Records for processing START

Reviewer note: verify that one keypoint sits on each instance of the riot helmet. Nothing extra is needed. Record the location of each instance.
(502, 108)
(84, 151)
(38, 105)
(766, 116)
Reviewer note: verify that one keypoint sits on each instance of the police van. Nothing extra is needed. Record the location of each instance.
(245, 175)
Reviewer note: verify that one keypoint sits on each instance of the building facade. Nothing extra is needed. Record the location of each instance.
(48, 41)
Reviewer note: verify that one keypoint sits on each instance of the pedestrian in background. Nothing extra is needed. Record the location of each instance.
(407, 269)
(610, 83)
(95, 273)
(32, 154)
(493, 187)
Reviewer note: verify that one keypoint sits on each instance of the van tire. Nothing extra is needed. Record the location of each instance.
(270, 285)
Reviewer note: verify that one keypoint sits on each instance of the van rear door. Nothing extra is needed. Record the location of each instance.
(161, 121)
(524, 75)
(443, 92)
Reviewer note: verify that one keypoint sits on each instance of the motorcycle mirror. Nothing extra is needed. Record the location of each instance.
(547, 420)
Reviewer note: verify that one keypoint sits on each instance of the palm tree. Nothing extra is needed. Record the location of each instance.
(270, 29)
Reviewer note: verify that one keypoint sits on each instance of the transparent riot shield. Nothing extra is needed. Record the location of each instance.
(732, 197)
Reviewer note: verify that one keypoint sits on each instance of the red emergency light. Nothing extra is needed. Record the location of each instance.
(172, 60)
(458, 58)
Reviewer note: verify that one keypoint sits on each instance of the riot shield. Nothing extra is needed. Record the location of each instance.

Records for processing END
Records for processing START

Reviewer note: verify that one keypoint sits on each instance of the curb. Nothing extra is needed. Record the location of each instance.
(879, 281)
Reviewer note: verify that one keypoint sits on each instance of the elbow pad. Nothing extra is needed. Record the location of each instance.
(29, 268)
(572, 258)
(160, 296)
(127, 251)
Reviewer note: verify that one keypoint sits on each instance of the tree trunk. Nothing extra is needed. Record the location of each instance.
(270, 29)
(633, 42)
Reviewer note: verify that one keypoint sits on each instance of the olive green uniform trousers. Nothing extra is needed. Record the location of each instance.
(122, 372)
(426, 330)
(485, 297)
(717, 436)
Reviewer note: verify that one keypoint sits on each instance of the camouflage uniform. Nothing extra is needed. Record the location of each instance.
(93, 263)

Records for processing END

## Problem
Beginning with the line that has "of the transparent" and ending with the line that has "the riot shield.", set down the lines above exactly and include no others.

## Finished task
Reviewer note: verify that one keypoint sits on each instance of the transparent riot shield. Nothing extra is needed. Record the location of each instance.
(732, 197)
Reviewer note: verify that one keypoint sits on each instance of the red emergency light. Nothing extra is needed. Record the location of each instance.
(172, 60)
(458, 58)
Reviewer note: verify that one keypoint sits on each instance of the riot shield. Nothing extra is needed. Record the location of each instance.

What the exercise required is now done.